--- start of TEXT EXCERPT ---

DFAS directed Trausch to verify Todd's social security number and obtain a court order including "all the necessary elements required to calculate the division of the military retirement" pursuant to the Uniformed Services Former Spouses Protection Act (USFSPA) (10 U.S.C. § 1408). Specifically, DFAS wanted an order specifying, "1. A fixed amount, a percentage, a formula, or a hypothetical that the former spouse is awarded; 2. The member's high-3 amount at the time of divorce (the actual dollar figure); [and] 3. The member's years of creditable service at the time of divorce."

Todd also submitted a declaration in support of his RFO. He explained that there was an input error in the MSA because he had relied on data provided by the Naval pay specialist, which confused his active duty pay with his anticipated retirement base pay to arrive at a $2,551 community share. After further inquiry, it turned out that his actual retirement base pay was only $4,278 per month, making Holly entitled to $1,415 per month after deducting her survivor benefit premium.

--- end of TEXT EXCERPT ---

AIM OF THE TASK
Continue the passage about dividing Todd's military retirement pay, picking up right after its last sentence. The lines that come after have no connection to the text.

--- start of DATA SECTION ---

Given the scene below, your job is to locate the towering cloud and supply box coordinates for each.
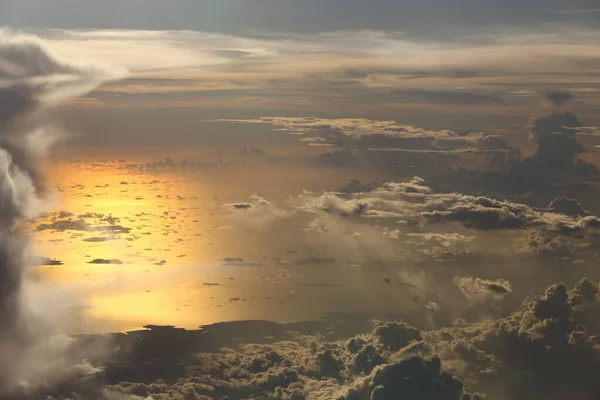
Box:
[0,30,116,395]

--- end of DATA SECTION ---

RESPONSE FOR THIS EXERCISE
Finally, Todd filed a notice of lodgment that included various letters between Trausch, Holly's former counsel Edward Satuloff, and Colburn. In June 2020, Trausch wrote to Colburn, copying Satuloff, indicating that after DFAS had sent its error notice, Todd obtained a Navy paymaster recalculation of his retired benefits. Colburn replied in August that Holly was entitled to only $1,415 per month of military pension benefits based on her calculations. Trausch sent Satuloff a stipulation executed by Todd in September to correct the division of his military pension. A month later, Holly became self-represented. Trausch wrote to her in December explaining that there were errors in Todd's high-3 base pay and hypothetical retired base pay necessitating recalculation of her spousal interest, and asking her to sign the stipulation.

To avoid repetition, Colburn's methodology is described in the discussion.

Opposing Todd's ex parte request, Holly filed a responsive declaration. She explained that DFAS sent an error notice in November 2019 due to a typographical error with Todd's social security number. When she resubmitted the judgment to DFAS with the form properly filled out, she received no rejection in response. Holly averred that the MSA was negotiated as a global settlement, with the fixed dollar amount of $2,551 reflecting what she agreed to accept in exchange for a reduction of spousal support. She maintained that any error was purely on Todd's end, and that she was entitled to the amount in the MSA that DFAS had since accepted.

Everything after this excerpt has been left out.